Exercise => Scale only the lines below, starting at the line containing "Locate the utility" and ending at the last line. Copy each of those lines in full, multiplying every bounding box coordinate by 1.4 and rounding to whole numbers, with halves rounded up.

----------------------------------------

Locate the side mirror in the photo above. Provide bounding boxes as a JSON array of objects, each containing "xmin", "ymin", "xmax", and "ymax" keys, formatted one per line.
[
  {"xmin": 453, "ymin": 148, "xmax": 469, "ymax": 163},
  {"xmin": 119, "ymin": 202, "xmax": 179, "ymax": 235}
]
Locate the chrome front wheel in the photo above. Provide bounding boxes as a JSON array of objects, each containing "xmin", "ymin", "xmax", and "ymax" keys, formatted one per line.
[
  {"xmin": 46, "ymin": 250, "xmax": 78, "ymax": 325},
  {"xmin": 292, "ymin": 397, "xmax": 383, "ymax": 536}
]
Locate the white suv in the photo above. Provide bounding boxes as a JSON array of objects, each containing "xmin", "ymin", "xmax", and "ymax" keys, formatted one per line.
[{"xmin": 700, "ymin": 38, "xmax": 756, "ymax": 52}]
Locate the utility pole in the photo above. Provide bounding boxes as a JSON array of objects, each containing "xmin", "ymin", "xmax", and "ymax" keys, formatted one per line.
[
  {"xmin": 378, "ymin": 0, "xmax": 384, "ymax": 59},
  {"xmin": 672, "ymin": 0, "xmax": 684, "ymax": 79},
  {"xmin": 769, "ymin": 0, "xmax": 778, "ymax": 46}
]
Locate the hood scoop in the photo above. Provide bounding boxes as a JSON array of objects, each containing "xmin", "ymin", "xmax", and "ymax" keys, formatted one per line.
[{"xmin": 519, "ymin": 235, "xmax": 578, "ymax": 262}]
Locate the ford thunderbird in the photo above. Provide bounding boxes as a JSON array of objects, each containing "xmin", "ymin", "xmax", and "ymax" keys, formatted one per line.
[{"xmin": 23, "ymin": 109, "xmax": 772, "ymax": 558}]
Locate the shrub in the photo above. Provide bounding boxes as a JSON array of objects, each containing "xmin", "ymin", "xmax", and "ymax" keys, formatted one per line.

----------------------------------------

Output =>
Locate the utility pole in the photo above. Provide bounding boxes as a JSON array of objects, each containing "xmin", "ymin", "xmax", and "ymax" keys, formatted one per line.
[
  {"xmin": 529, "ymin": 0, "xmax": 538, "ymax": 83},
  {"xmin": 941, "ymin": 0, "xmax": 958, "ymax": 111},
  {"xmin": 1077, "ymin": 0, "xmax": 1089, "ymax": 64}
]
Locate the hood scoop in the photo above. Provide bounding boxes as a JSON array of objects, each containing "xmin", "ymin", "xmax", and "ymax" keys, formatted one per line.
[{"xmin": 727, "ymin": 329, "xmax": 809, "ymax": 367}]
Locate the ford thunderbird in the photo above. Provide bounding boxes as a JSON array of objects, each containing "xmin", "ymin", "xmax", and "ymax" keys, formatted one per line.
[{"xmin": 32, "ymin": 153, "xmax": 1081, "ymax": 781}]
Locate the shrub in the photo above. Provide bounding boxes as a JSON array of objects, each containing "xmin", "ymin", "xmax", and "ymax" keys, formatted one per line.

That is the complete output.